__The problem__: Recast every line of the data below as a numbered list, skipping blank lines. Leave the pictures out of your answer.

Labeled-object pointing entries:
================================

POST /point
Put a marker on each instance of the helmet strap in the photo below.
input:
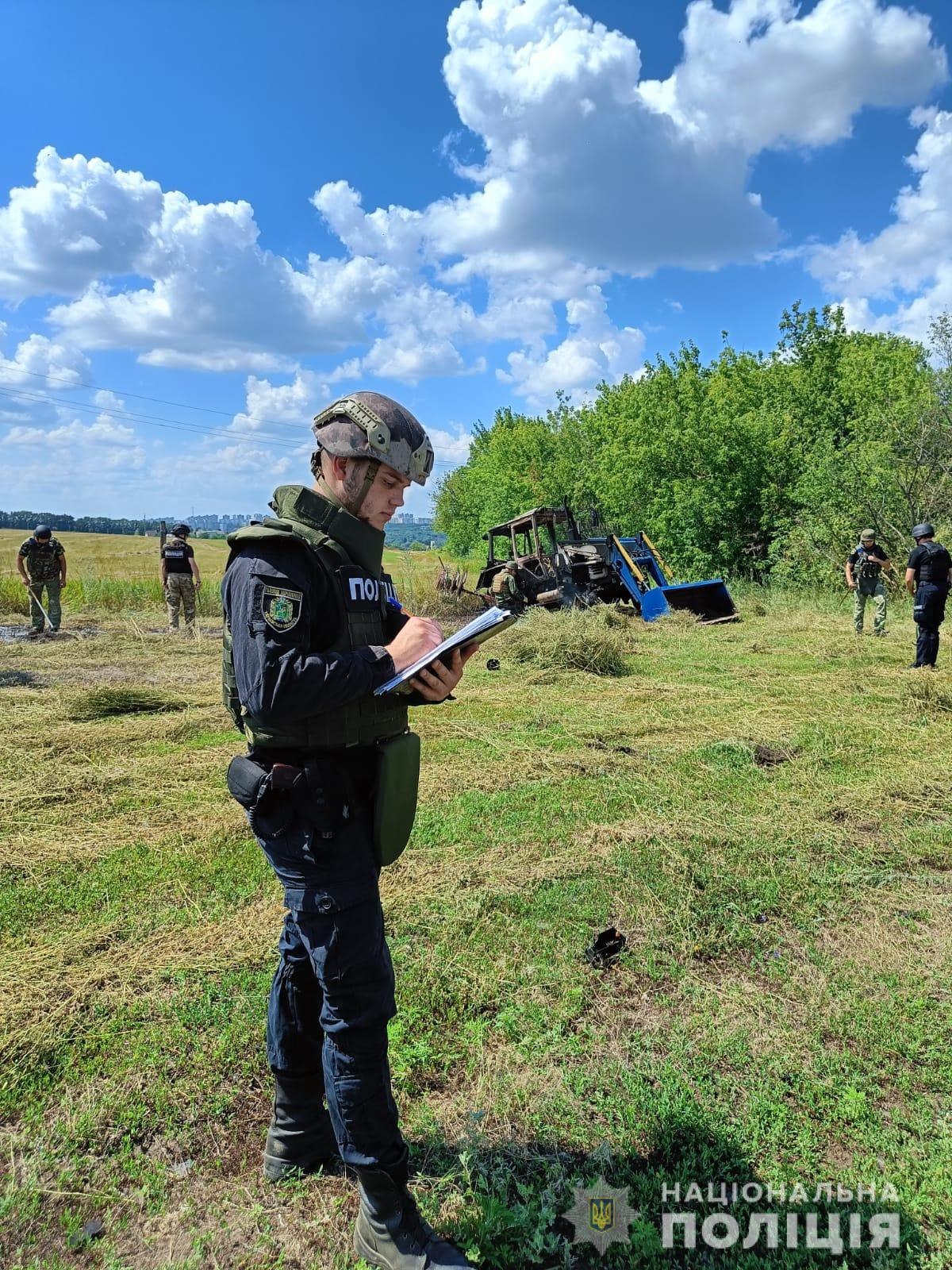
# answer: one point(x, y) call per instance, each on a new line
point(368, 479)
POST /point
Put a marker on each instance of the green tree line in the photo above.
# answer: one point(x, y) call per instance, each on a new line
point(63, 522)
point(761, 465)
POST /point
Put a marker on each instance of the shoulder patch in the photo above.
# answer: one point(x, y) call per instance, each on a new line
point(281, 607)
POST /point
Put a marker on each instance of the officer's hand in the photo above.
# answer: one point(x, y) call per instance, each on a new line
point(438, 681)
point(416, 639)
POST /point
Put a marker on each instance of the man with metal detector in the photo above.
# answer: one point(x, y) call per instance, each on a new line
point(329, 785)
point(42, 567)
point(865, 565)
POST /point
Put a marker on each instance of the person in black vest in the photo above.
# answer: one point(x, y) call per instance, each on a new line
point(329, 784)
point(181, 577)
point(928, 579)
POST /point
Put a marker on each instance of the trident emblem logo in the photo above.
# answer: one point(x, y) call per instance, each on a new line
point(601, 1214)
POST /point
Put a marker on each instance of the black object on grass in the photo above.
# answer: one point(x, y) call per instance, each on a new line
point(606, 949)
point(93, 1230)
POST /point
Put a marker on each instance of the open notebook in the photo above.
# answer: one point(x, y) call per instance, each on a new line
point(482, 628)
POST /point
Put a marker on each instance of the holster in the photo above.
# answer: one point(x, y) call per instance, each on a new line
point(317, 794)
point(395, 795)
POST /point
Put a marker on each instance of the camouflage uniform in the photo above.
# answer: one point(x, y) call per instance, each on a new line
point(42, 562)
point(181, 592)
point(866, 562)
point(507, 592)
point(179, 588)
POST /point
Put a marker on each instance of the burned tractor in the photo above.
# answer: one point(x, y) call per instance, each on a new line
point(558, 568)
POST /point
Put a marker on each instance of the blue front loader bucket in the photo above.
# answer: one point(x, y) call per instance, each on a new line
point(710, 601)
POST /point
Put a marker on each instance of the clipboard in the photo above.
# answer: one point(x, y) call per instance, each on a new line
point(478, 632)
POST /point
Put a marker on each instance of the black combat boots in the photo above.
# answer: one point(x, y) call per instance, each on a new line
point(300, 1137)
point(390, 1232)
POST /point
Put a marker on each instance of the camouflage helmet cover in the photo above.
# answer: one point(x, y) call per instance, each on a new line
point(372, 425)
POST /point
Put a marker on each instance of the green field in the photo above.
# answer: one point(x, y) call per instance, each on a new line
point(762, 808)
point(118, 573)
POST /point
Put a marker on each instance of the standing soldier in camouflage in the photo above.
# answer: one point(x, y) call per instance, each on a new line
point(181, 577)
point(42, 564)
point(505, 588)
point(865, 565)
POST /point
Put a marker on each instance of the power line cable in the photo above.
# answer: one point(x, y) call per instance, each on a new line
point(141, 397)
point(152, 421)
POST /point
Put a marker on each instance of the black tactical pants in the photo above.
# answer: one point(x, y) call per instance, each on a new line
point(333, 992)
point(928, 614)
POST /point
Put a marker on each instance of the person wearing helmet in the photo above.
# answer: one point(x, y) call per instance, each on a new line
point(505, 588)
point(41, 563)
point(313, 626)
point(928, 579)
point(181, 577)
point(865, 565)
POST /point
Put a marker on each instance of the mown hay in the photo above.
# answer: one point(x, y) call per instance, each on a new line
point(106, 702)
point(589, 641)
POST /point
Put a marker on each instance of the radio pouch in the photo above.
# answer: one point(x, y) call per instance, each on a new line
point(395, 797)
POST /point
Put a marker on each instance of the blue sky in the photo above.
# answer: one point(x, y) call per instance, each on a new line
point(228, 215)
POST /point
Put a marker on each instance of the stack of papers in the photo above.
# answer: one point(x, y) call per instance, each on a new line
point(482, 628)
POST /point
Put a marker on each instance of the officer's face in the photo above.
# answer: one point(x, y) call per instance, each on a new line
point(384, 497)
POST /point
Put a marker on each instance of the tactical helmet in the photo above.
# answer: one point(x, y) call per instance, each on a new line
point(372, 425)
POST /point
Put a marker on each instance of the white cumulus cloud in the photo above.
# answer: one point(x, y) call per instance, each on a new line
point(905, 271)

================================

__Result of the exercise__:
1. POST /point
2. Put a marker on each instance of the helmet strap in the photo below.
3. input:
4. # answer: one point(x, y) call per instance, each on a new line
5. point(368, 479)
6. POST /point
7. Put a marker on each instance of the green tree line in the photo above.
8. # answer: one point(x, y) call per instance, each on a new line
9. point(63, 522)
10. point(761, 465)
11. POST /point
12. Put a marker on each instance of the shoulder patch in the photo above.
13. # answer: one point(x, y) call per instance, each on a new line
14. point(281, 607)
15. POST /point
16. Put a marker on each instance of the officer's hand in the photo above.
17. # answer: one point(x, y) call per instance, each on a new line
18. point(438, 681)
19. point(416, 639)
20. POST /point
21. Put a marker on each instance of the man with metal detector in the photo above.
22. # answer: one point(x, y) call per instance, each on a new line
23. point(329, 785)
24. point(42, 567)
25. point(865, 565)
26. POST /point
27. Put a marker on each instance of the person in black vest in the photo above.
28. # answer: one point(x, y) call per instance, each on a new line
29. point(329, 784)
30. point(181, 577)
31. point(928, 579)
32. POST /point
33. Put a marker on each instance of the trident emblem logo in the photo above.
34. # answer: one point(x, y) call per instance, each on a new line
35. point(601, 1214)
36. POST /point
37. Put a marker on each instance of the black object on grass in the photo above.
38. # answer: one point(x, y) call per instance, each on a new line
39. point(606, 949)
40. point(93, 1230)
41. POST /point
42. Put a marker on each instance of the open notebook in the photo above.
43. # answer: one point(x, y) call per instance, each on a new line
44. point(482, 628)
45. POST /point
46. Put a marker on each instance of the holster in the photo above.
47. # answer: one point(x, y) call per instance, each on a new line
48. point(317, 794)
49. point(395, 795)
50. POST /point
51. Put a marker on each instance of the camouflage uniform in the photo above.
52. # answer: one point(x, y) call per instance, each on a new line
53. point(42, 562)
54. point(181, 592)
55. point(866, 562)
56. point(507, 592)
57. point(179, 588)
58. POST /point
59. Put a marker on each instance of the burned tractor in the photo above.
60. # answer: one point(x, y) call per instance, each on a new line
61. point(558, 568)
62. POST /point
63. Put a marker on each instance of the blue front loader bucket in the photo above.
64. # answer: one point(x, y) call per instance, each on a new line
65. point(710, 601)
66. POST /point
67. Put a marker on each instance of the clipboard in the photo above.
68. # answer: one point(x, y) call per instance, each on a new line
69. point(478, 632)
70. POST /point
71. Put a marker on each instance of the black combat boots in the photo above.
72. # answer: one point(x, y) call per instance, each on a new line
73. point(300, 1137)
74. point(390, 1232)
75. POST /point
76. Put a marker on each instance of the camouflage helmet cover in the photo above.
77. # answer: one point(x, y) call per instance, each on a new line
78. point(372, 425)
79. POST /point
80. Put a marker on each instance of the green field in the photo above.
81. # answer: one point(x, y) call per instance, each on a new line
82. point(762, 808)
83. point(118, 573)
84. POST /point
85. Put a marker on each instance of the standing soldier in camouflage in the photo above.
86. # answer: one point(x, y) call per instance, each on a new line
87. point(181, 577)
88. point(42, 564)
89. point(505, 588)
90. point(865, 565)
91. POST /point
92. Put a marker on each instance of the power line cable in the photo above.
93. # answer: one point(x, y) call per instance, each on a new line
94. point(141, 397)
95. point(152, 421)
96. POST /point
97. Put a marker on each instance of the black tactical pants in the photo above.
98. # answer: one point(x, y) call per instance, each on a new line
99. point(333, 992)
100. point(928, 614)
101. POST /point
102. Put a marker on each instance of the person wearing helmet in the photo above.
103. # answer: one point(x, y) call per instance, each on a new line
104. point(505, 588)
105. point(41, 563)
106. point(313, 626)
107. point(928, 579)
108. point(181, 577)
109. point(865, 565)
110. POST /point
111. Put a marker on each instance of the mown hay in the photo above.
112. # answer: one point(x, y) call per instance, each on a new line
113. point(106, 702)
114. point(589, 641)
115. POST /point
116. Put a marker on each instance of the radio pouch in the photo above.
117. # answer: one point(x, y) call per instance, each on a new line
118. point(395, 797)
119. POST /point
120. Put a marker on each instance of the blue sky in the photo above.
121. # answer: one point(x, y) call per instance, each on a new line
122. point(228, 215)
123. POST /point
124. Put a marker on each instance of the stack of papers in the photo above.
125. # answer: one point(x, y) call per instance, each on a new line
126. point(482, 628)
127. POST /point
128. Put a marker on each instance of the officer's face in the photo above.
129. # answer: one point(x, y) call per instance, each on a new line
130. point(384, 497)
131. POST /point
132. Put a marker on each instance of the tactical helmet in the photo above.
133. # answer: one point(x, y) call per instance, each on a new line
134. point(372, 425)
135. POST /point
136. Put a marker on each instance of the white cumulus cloud in the photo above.
137. # answer: one point(x, y) call per instance, each on a new line
138. point(905, 271)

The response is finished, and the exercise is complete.